[Stored items]
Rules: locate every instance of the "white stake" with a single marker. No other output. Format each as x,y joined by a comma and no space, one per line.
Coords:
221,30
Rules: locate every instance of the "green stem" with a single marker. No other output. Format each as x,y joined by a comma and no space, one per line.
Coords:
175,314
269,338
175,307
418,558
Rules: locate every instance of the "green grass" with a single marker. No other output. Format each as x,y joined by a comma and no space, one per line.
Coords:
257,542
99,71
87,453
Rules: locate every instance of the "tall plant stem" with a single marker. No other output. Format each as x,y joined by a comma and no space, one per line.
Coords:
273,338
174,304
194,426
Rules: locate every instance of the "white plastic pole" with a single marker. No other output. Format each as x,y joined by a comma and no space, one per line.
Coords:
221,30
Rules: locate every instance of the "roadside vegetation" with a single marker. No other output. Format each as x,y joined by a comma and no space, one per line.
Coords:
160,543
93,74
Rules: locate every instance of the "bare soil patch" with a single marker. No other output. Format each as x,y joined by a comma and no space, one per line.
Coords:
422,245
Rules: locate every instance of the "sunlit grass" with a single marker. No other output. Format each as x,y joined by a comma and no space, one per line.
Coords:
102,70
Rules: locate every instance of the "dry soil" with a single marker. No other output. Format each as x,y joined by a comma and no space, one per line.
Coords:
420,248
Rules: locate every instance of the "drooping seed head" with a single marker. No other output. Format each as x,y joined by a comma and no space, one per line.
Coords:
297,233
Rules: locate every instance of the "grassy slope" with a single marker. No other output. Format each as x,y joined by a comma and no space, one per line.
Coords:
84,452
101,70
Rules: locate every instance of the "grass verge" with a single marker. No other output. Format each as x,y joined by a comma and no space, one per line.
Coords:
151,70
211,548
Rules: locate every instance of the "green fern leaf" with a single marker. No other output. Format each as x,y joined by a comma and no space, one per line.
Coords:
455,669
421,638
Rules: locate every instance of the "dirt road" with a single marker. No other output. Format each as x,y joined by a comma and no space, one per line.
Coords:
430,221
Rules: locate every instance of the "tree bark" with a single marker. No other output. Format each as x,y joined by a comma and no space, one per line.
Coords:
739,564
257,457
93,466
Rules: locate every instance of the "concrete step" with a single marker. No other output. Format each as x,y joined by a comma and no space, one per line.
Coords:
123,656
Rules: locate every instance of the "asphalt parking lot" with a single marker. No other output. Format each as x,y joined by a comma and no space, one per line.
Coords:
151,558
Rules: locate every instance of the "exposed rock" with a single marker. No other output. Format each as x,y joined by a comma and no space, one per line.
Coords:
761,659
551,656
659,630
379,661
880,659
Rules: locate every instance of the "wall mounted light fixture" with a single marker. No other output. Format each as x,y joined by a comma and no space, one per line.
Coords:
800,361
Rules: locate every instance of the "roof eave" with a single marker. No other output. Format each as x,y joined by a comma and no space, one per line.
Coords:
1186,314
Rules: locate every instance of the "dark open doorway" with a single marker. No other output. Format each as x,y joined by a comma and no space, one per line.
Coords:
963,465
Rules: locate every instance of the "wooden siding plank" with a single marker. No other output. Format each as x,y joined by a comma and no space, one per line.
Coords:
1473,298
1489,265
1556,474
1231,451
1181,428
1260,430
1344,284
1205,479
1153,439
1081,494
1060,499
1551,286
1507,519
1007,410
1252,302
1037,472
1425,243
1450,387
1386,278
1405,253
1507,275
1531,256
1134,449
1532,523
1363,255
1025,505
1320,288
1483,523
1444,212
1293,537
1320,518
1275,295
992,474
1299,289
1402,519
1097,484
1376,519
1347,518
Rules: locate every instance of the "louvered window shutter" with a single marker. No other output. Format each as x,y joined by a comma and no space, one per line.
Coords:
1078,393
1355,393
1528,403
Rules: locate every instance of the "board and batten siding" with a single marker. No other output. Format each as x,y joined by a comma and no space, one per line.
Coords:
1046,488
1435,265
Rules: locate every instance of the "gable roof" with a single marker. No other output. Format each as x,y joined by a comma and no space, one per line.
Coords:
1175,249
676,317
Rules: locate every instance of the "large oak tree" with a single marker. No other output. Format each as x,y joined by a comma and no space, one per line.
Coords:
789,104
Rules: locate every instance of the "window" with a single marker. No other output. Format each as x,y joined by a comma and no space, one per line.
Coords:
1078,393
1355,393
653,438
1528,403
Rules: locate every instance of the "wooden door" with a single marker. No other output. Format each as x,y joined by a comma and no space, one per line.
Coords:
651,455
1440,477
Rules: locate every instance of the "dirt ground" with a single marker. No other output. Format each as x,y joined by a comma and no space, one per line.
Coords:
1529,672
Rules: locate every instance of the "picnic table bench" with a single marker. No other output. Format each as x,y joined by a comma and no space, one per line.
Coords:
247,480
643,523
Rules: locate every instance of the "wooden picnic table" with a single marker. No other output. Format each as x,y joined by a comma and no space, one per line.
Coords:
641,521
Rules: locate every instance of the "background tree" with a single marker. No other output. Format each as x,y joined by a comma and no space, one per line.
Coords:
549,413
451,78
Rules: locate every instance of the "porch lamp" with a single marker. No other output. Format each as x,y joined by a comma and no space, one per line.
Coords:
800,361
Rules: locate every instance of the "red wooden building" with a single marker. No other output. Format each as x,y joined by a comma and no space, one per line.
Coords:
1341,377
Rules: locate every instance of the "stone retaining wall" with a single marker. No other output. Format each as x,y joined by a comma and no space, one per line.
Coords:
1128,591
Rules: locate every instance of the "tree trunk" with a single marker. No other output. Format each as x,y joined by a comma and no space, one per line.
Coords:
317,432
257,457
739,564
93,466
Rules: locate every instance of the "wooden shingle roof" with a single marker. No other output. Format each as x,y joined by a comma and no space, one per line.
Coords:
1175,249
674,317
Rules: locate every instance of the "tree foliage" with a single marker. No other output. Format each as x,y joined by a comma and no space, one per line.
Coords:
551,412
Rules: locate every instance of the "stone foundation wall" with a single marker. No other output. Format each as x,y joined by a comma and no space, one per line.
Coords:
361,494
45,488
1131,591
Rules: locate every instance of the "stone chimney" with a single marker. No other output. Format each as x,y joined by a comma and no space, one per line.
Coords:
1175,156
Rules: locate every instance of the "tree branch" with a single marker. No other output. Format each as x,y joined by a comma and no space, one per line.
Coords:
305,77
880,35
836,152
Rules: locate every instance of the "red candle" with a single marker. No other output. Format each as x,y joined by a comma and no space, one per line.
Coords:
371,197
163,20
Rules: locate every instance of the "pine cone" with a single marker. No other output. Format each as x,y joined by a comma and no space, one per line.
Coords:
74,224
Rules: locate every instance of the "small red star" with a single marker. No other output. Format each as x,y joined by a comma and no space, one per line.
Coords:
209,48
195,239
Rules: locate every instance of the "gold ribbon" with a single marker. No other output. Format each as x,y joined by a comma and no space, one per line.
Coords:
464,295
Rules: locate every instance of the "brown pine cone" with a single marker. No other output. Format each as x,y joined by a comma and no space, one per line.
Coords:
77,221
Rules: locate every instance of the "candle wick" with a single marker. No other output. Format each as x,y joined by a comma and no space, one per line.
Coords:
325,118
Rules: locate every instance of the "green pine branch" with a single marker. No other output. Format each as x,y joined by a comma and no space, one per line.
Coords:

Set problem: All of the data above should be transcribed exactly.

Finished task:
Rules: locate every instance of the "white stake" with a single marker. No other output. Format each as x,y joined by a comma and no space, one per line.
Coords:
221,30
Rules: locate every instance of the "green stem" with a single marker. No other output. Format each as x,y joined by a comma and no space, one per line.
Coords:
175,314
269,338
175,307
418,558
Rules: locate every instance of the "green grass" with a single marker. No other output. Format each as x,y joined by a comma and no space, one per line.
Coords:
257,542
99,71
87,453
Rules: locate every instance of the "tall plant stem" with a single marker. No other output. Format each as x,y joined by a comma and no space, one per line.
Coords:
273,338
174,304
194,426
Rules: locate every instance of the "white plastic pole" with a single marker. No other output. Format each as x,y joined by a comma and no space, one per line.
Coords:
221,30
Rules: locate every instance of the "roadside vegetation" with a single marker. No other output. Format each as x,y joined by a comma and no space, one per line.
Coords:
160,543
93,74
Rules: locate every instance of the "bare soil patch" with a single marker. No other output. Format each as x,y joined by a comma and no space, one per line.
Coords:
422,245
Rules: locate every instance of the "sunlit grass" with a single marker. No other output. Format each as x,y joined by a comma and no space, one per line.
Coords:
102,70
Rules: locate every instance of the "dry soil" with a single marker. No other output. Format each as x,y joined by a comma and no space, one per line.
Coords:
420,248
Rules: locate every instance of the "drooping seed head" with a single marker. No other output. Format each as x,y joined by a comma and no space, one per line.
Coords:
297,233
Rules: locate every instance of the "grassy slope" with a single marker. No other output. Format each as x,y joined by a comma and no space, one per line.
Coords:
84,452
101,70
Rules: locate every instance of the "grass verge" with a single marker. No other output. Format each as x,y joined by a comma and no space, one per line.
Coords:
151,70
211,548
Rules: locate every instance of the "green fern leaf" with a single marker. No other output. Format each as x,y joined by a comma and no space, one per line.
Coords:
455,669
421,638
Rules: locate every instance of the "dirt road" with a single marker. No other output. Format each as x,y joined by a comma and no space, one per line.
Coords:
430,221
Rules: locate every instance of the "tree bark" with a single marker. No other output. Format each as x,y joined by a comma and no space, one per line.
Coords:
739,564
257,457
93,466
Rules: locate every instance of the "concrete step" with a single marker. No other output. Format each as x,y joined by a comma and no space, one per line.
Coords:
123,656
Rules: locate every instance of the "asphalt parking lot" with a single marker. No other output. Format each as x,y joined by a comma and no space, one per line.
Coords:
151,558
Rules: locate every instance of the "exposed rock" with a single marker. No other output. Format each as x,y joined by a comma and no space, one per line.
Coords:
761,659
551,656
659,630
379,661
880,659
Rules: locate every instance of the "wall mounted light fixture" with a single marker. No other output. Format each as x,y joined by a comma and no space, one per line.
Coords:
800,361
Rules: locate every instance of the "roof eave" with a single marker. No other output. Format each as x,y joined by a comma and no space, one per line.
Coords:
1186,314
Rules: locate every instance of the "dark open doorway" with a single marker. No other output. Format each as x,y joined by a comma and no space, one per line.
Coords:
963,465
Rules: locate every instance of the "wooden siding plank" with a single marker. No other output. Format each as x,y joined by a comma and no space, one per line.
Coords:
1473,298
1489,265
1556,474
1231,451
1181,428
1260,430
1344,284
1205,479
1153,439
1081,494
1060,499
1551,286
1507,519
1007,410
1252,302
1037,472
1425,243
1450,387
1386,278
1405,253
1507,275
1531,256
1134,449
1532,523
1363,255
1025,505
1320,288
1483,523
1444,212
1293,537
1320,518
1275,295
992,474
1299,289
1402,519
1097,484
1376,519
1347,518
Rules: locate every instance of the "louvered window shutter" with a single marker. No other output. Format each as x,y joined by a comma and no space, one per line.
Coords:
1078,393
1355,393
1528,403
Rules: locate every instance of the "board and batten siding" with a single marker. No other output. Format each as x,y joined by a comma and no space, one per line.
Coords:
1046,488
1435,265
Rules: locate every instance of the "gable roof" with a single marker. No other output. Format each as x,y joined by a comma and no space, one per line.
Coords:
1175,249
676,317
Rules: locate every instance of the "large oak tree" with a single marker. No other output. Format each as x,y joined by a comma and no space, one per line.
Coords:
789,104
Rules: locate every instance of the "window" with a single marker. No other output. Format each as x,y joined by a comma and no space, one per line.
Coords:
1078,393
1355,393
653,438
1528,403
Rules: locate every instance of the "wooden door" with a single marker. No other output. Format each as x,y joined by a comma and no space, one per line.
Coords:
651,455
1440,477
Rules: locate every instance of the "dirt ground" with a single marker. No other output. Format each as x,y joined by a comma and no space, one per line.
Coords:
1529,672
Rules: locate every instance of the "picnic table bench" with a single marker. No other output. Format each as x,y joined by a comma and no space, one per line.
Coords:
247,480
643,523
Rules: locate every instance of the "wooden picnic table" with a single marker. No other output. Format each as x,y joined by a comma and no space, one per line.
Coords:
641,521
Rules: locate every instance of the "background tree" with a single marker. No other output. Format each as x,y joined by a comma and no space, one per line.
Coords:
549,413
451,78
Rules: locate every instance of the "porch lamp" with a single marker. No other output. Format each as x,y joined by a comma and no space, one per line.
Coords:
800,361
Rules: locate every instance of the "red wooden building" with a single marker. No other output. Format each as x,y joined by a comma and no space, one per line.
Coords:
1341,377
Rules: locate every instance of the "stone retaining wall" with a single marker. No other output. Format each as x,y joined by a comma and no space, one per line.
Coords:
1128,591
Rules: locate every instance of the "tree trunk" with a single marker. No other output. Format each as x,y joined by a comma and no space, one per line.
Coords:
317,432
257,457
739,564
93,466
Rules: locate every instance of the "wooden shingle roof" with a single marker. No other output. Format each as x,y joined by a comma and no space, one per line.
Coords:
1175,249
674,317
Rules: locate every instance of the "tree foliage" with a single marker. No other output. Format each as x,y joined by a comma and no space, one per line.
Coords:
551,412
Rules: locate every instance of the "stone foundation wall" with a single marker. No other output. Format each as x,y joined by a comma and no space, one per line.
Coords:
361,494
45,488
1131,591
Rules: locate every instance of the "stone chimney" with a single marker. No other output. Format each as x,y joined by a comma and no space, one per line.
Coords:
1175,156
Rules: locate every instance of the "tree branch" with a single marker. No other output. Format each as x,y joined by a comma and no space, one per line.
Coords:
305,77
880,35
836,152
Rules: locate every instance of the "red candle" with a single marker. No other output. Format each as x,y joined by a comma and no space, one per line.
Coords:
371,197
163,20
Rules: locate every instance of the "pine cone" with a single marker. No other output. Format each as x,y joined by a comma and no space, one per line.
Coords:
74,224
Rules: locate every instance of the "small red star" with a single marker. No other output. Format each as x,y joined by a comma and no space, one per line.
Coords:
209,48
195,239
Rules: locate every instance of the "gold ribbon" with a single marker. No other output. Format each as x,y joined by a comma and no space, one per line.
Coords:
464,295
Rules: locate every instance of the "brown pine cone" with a single marker. No other output. Format each as x,y joined by a comma and no space, one per line.
Coords:
77,221
Rules: locate every instance of the "candle wick" with a single marker. No other output. Format each as x,y joined by a comma and no space, one per line.
Coords:
325,118
Rules: locate every instance of the "green pine branch" with a single marker. No other output. Format each as x,y joined by a comma and no space, one per line.
Coords:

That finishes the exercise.